Filter the records below, keeping every line that contains the word "plant". Case counts, so only matches with the same capitalization qualify.

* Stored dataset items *
begin
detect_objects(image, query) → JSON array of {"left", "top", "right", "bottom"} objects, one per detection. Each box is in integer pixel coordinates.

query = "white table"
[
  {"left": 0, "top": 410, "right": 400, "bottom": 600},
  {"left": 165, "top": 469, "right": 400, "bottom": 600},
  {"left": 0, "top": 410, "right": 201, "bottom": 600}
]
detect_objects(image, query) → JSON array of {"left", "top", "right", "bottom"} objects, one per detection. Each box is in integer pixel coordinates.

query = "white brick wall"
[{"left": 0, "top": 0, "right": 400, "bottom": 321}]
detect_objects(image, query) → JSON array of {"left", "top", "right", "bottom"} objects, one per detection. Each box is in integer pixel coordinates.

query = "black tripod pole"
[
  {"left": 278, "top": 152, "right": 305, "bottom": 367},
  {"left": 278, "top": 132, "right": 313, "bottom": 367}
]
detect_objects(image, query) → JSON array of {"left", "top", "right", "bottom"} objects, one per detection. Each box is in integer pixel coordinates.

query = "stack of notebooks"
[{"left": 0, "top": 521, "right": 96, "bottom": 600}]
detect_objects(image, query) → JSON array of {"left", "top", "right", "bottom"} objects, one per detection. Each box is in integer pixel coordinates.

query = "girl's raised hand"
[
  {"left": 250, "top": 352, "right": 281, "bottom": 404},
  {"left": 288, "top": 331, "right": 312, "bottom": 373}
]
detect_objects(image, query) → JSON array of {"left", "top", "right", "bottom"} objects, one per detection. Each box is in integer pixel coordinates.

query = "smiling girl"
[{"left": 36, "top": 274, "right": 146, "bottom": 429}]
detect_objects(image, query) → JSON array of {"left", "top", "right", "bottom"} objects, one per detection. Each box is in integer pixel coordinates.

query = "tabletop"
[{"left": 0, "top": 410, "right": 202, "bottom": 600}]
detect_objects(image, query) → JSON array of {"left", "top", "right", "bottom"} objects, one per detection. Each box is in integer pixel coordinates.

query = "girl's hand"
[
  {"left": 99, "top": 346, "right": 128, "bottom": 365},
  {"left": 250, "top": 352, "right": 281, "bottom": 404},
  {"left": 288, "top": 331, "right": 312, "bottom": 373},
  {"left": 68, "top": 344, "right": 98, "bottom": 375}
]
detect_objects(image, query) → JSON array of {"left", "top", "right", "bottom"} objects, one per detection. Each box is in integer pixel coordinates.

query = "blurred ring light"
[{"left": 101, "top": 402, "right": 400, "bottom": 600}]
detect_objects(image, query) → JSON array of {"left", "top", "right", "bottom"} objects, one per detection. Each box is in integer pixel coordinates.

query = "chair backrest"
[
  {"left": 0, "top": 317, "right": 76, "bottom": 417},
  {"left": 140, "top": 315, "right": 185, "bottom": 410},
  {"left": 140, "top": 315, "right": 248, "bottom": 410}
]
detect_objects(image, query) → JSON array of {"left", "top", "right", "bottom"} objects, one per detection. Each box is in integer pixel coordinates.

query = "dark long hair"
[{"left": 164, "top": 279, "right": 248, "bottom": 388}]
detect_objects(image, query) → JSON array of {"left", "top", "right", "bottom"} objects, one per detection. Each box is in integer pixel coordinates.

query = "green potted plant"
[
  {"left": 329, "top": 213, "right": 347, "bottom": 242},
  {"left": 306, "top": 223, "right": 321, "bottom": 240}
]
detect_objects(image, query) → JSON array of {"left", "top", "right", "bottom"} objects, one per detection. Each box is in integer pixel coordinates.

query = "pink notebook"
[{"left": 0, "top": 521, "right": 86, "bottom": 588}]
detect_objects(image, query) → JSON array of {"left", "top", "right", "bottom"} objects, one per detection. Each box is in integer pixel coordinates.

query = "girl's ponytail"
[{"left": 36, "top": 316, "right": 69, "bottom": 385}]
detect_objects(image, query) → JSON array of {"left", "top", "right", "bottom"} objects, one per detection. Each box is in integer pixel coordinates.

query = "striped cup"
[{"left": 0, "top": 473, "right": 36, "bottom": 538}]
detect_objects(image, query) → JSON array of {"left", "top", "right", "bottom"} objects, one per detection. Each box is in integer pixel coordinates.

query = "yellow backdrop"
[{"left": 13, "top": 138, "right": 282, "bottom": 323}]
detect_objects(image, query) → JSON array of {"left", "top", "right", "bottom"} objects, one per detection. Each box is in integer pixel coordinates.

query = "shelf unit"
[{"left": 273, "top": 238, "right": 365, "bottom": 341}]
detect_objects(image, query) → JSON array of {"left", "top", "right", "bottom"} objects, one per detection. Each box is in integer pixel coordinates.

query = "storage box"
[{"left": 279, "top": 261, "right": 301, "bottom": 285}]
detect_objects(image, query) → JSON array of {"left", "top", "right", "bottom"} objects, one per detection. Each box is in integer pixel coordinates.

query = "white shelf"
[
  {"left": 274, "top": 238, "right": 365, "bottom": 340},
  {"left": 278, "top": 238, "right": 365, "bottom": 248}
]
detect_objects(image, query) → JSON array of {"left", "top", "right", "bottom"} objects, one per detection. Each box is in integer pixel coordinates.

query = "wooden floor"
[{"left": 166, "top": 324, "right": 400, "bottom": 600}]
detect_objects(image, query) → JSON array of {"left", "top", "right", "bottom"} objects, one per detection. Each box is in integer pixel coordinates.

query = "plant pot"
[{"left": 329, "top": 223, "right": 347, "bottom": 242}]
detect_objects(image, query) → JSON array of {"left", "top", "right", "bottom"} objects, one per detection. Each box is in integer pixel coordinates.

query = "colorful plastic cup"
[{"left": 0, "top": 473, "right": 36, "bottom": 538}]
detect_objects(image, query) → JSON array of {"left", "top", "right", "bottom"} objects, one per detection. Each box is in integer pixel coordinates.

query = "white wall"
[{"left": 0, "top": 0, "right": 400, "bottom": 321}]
end
* Correct answer *
query = "green potted plant"
query = "plant pot"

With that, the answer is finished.